+++ Exercise data +++

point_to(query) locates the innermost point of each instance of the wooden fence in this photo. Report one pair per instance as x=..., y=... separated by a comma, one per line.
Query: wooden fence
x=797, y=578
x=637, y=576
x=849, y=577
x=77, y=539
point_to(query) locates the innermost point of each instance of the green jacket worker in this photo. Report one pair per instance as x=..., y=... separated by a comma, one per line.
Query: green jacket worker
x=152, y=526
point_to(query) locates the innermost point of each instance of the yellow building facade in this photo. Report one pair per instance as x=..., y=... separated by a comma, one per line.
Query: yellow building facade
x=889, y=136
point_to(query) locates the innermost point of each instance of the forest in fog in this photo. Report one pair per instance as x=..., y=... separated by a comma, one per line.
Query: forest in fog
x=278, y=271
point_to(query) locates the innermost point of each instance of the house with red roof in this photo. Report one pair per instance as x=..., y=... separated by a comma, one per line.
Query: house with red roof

+++

▶ Task instructions
Exact copy required. Retype all of the entries word for word.

▶ Exercise result
point_to(query) locates the innermost point of each instance of the wooden fence in this photo. Report one pair per instance as x=..., y=... separated by a comma, one per line.
Query: wooden fence
x=797, y=578
x=637, y=576
x=849, y=577
x=77, y=539
point_to(query) locates the innermost point of each instance of the green jacket worker in this photo. Report one pair per instance as x=..., y=... separated by a comma, one per line.
Query: green jacket worker
x=152, y=526
point_to(query) locates the innermost point of each instance of the yellow building facade in this photo. Report one pair per instance as x=..., y=... separated by a comma, one per line.
Query: yellow building facade
x=889, y=136
point_to(query) locates the innermost point of each instance of the forest in fog in this photo. Report one pair per instance as x=..., y=... separated by a comma, one per line.
Query: forest in fog
x=278, y=271
point_to(query) locates the innermost point of each instance of the house with red roof in this photo. Report one pair per instance as x=..., y=... separated by a comma, one per line.
Query: house with red roof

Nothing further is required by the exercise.